# [TEXT SHOWN]
A capacity assessment is a comprehensive internal review of how well an NHRI is doing, areas where it could make improvements and, most importantly, what steps it can take to make those improvements.

Asia Pacific Forum Logo Rosslyn Noonan, APF NHRI Expert Consultant

In addition to interviews and surveys with the leadership group, managers and staff of the FHRADC, the capacity assessment team met with representatives from key government agencies and civil society organisations.

Fiji's NHRI is one of just three in the Pacific, along with the NHRIs of Samoa and Tuvalu. It is currently not accredited by the Global Alliance of National Human Rights Institutions (GANHRI).

"The capacity assessment is designed to support the Commission's leadership team and staff identify practical steps they can take to strengthen their institution," Ms Noonan said.

"It uses a forward-looking approach to identify capacity gaps that most urgently need to be addressed."

Ms Noonan said the capacity assessment also sought to identify how the Commission can more fully comply with the Paris Principles, the international standards for independent and effective NHRIs.

"This will help the Commission in its application for international accreditation with GANHRI."

# [DATA FOR THIS EXERCISE]
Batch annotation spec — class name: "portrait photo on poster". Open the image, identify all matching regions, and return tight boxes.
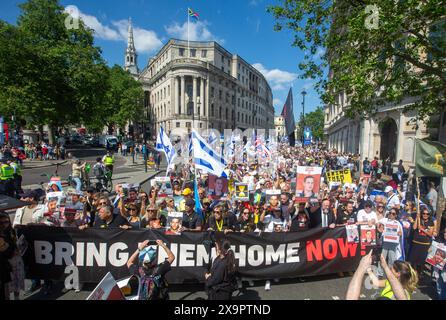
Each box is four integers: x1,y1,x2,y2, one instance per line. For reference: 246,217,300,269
235,183,249,201
296,167,322,199
361,225,376,246
345,224,359,243
426,241,446,270
166,212,183,235
208,175,228,200
155,177,173,198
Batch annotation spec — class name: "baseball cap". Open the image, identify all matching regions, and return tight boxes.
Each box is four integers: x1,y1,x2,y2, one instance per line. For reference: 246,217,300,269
183,188,192,196
186,199,195,207
138,247,156,263
20,190,37,199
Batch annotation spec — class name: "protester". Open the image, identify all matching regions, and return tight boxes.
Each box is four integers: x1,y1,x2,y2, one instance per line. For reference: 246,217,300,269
0,213,16,301
205,241,237,300
127,240,175,300
408,207,434,277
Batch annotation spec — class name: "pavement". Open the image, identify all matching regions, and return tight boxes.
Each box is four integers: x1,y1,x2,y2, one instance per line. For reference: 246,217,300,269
11,149,436,301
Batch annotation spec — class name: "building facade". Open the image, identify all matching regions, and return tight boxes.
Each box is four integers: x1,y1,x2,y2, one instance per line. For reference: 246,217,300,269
138,39,274,136
324,92,429,166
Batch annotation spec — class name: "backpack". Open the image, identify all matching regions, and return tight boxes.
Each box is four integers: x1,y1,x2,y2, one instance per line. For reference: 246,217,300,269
93,165,104,177
139,270,169,300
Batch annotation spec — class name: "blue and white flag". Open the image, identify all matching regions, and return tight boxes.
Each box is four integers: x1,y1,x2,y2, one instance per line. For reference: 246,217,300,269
155,127,177,174
208,131,218,144
192,130,227,177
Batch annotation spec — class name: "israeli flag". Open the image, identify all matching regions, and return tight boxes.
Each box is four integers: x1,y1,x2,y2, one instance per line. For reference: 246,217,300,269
208,131,218,144
155,127,177,173
192,130,227,178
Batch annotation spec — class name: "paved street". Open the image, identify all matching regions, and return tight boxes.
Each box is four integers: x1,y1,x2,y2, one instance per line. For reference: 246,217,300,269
22,275,435,300
22,147,155,189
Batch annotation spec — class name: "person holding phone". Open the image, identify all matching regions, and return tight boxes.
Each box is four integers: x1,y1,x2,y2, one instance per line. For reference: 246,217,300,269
127,240,175,300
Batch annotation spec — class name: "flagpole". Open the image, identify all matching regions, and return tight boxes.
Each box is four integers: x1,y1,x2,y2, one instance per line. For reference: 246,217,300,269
187,9,190,58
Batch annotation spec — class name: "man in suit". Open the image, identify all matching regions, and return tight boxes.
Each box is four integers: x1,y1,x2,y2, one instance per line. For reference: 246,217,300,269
310,199,336,229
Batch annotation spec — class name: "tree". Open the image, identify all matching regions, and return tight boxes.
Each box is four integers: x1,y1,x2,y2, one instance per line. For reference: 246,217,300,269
101,65,144,135
297,107,324,140
268,0,446,119
0,0,108,142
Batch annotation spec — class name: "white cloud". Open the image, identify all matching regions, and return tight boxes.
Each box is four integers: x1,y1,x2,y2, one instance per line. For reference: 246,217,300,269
165,21,224,44
253,63,298,91
113,20,163,53
273,98,284,107
65,5,162,53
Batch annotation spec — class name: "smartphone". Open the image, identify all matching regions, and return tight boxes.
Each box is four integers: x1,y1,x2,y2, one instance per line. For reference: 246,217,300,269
372,246,383,266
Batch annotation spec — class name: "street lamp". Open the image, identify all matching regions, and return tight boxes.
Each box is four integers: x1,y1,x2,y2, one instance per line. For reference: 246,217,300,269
301,90,307,146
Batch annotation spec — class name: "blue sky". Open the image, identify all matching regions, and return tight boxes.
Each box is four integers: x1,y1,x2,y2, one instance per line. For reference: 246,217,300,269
0,0,322,118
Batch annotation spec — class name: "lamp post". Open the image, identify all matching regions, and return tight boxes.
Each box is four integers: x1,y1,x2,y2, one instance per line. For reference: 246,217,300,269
301,90,307,146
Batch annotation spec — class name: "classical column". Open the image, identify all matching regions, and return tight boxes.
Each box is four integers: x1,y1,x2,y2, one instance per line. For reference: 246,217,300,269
173,77,181,114
200,77,205,118
180,76,187,114
203,76,211,122
192,76,198,118
395,111,406,162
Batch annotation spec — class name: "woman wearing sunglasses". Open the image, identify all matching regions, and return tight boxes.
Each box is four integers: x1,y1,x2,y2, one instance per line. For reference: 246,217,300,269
127,203,141,230
408,207,434,277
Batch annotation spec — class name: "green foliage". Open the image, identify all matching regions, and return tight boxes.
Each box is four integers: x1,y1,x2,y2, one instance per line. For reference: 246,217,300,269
297,107,324,140
268,0,446,119
0,0,142,136
102,65,144,128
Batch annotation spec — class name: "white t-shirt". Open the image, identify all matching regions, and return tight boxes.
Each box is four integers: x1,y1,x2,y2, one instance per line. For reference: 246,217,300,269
426,189,438,212
357,209,378,222
386,193,400,210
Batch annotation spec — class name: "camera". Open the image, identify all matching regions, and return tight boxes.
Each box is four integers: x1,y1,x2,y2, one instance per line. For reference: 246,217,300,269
372,246,383,266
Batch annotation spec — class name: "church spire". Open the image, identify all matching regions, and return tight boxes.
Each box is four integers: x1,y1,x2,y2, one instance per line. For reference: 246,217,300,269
125,18,139,75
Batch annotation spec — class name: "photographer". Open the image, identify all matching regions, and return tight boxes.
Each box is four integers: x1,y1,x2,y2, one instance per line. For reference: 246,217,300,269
127,240,175,300
346,250,418,300
205,241,237,300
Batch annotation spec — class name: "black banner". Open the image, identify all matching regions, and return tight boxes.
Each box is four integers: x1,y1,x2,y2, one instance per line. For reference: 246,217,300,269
18,226,366,283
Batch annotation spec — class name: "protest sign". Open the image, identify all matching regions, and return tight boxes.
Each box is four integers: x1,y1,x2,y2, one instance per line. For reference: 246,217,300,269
86,272,125,300
18,226,367,284
155,177,173,198
361,225,376,246
235,183,249,201
46,191,67,206
383,220,400,243
345,224,359,243
426,241,446,270
166,212,183,235
208,175,228,200
296,167,322,200
326,169,352,184
265,189,281,204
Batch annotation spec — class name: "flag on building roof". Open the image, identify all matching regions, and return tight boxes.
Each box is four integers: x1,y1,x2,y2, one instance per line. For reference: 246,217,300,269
187,8,200,20
192,130,227,177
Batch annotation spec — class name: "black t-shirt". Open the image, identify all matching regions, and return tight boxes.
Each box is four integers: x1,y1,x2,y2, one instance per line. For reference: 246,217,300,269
412,217,434,244
182,212,203,229
94,214,130,229
129,260,172,277
336,210,357,224
290,216,310,232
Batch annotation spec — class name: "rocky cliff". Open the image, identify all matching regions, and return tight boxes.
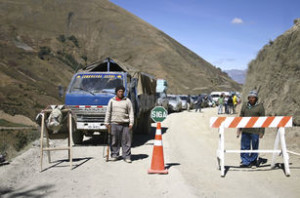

# [YOUR TASKS]
**a)** Reproduce the entries verbatim, starting with their first line and going on through the line with "324,92,429,166", both included, and omit the pictures.
**b)** Pick up the text on the capacity assessment of Fiji's human rights commission where it stops, and keep writing.

# [RESPONSE LIST]
**a)**
Batch annotation spec — class name: "portrait photo on poster". Open the image, identify all matching regions, and return tight boxes.
Each box is four integers: x1,y1,x2,y2, one instance per line. For reference: 246,217,300,269
235,183,249,201
296,167,322,199
361,225,376,246
345,224,359,243
426,241,446,270
166,212,183,235
208,175,228,200
155,177,173,198
Batch annotation spec — class name: "baseball cap". Open the image, identify all matching regions, and return tight boxes.
Each box is four integers: x1,y1,x2,y2, one instance per line. For reference: 246,217,300,269
183,188,192,196
186,199,195,207
138,247,156,263
20,190,37,199
Batch annotation spec — class name: "protester". Open the image, identify all matching regions, and return tight boxes.
Each box is four integers: x1,y1,x2,y2, one instance per line. For reference: 246,217,300,269
0,213,16,301
205,241,237,300
127,240,175,300
408,207,434,277
Batch annotation spec — class name: "pavement". Open the image, identify all matching regions, and return tight boxes.
Each box is four integers: x1,y1,x2,y2, one instance per line. For reference: 246,217,300,269
11,149,436,301
Batch annotation spec — class name: "building facade". Open the image, identify all matching regions, and return tight boxes.
Each box is four integers: x1,y1,x2,y2, one instance per line. For reference: 246,217,300,269
138,39,274,136
324,92,429,166

**b)**
Graphic: Rosslyn Noonan in discussion with a representative from a local women's organisation


Following the capacity assessment, a report will be provided with recommendations to strengthen the Commission as a whole, to develop the capacities of staff individually and collectively, and to make the internal processes of the NHRI more effective and more efficient.

The APF, OHCHR and UNDP are all committed to supporting the Commission implement the agreed recommendations.

Capacity assessments have been conducted with 20 APF member institutions, as well as with the NHRIs of Pakistan and Uzbekistan.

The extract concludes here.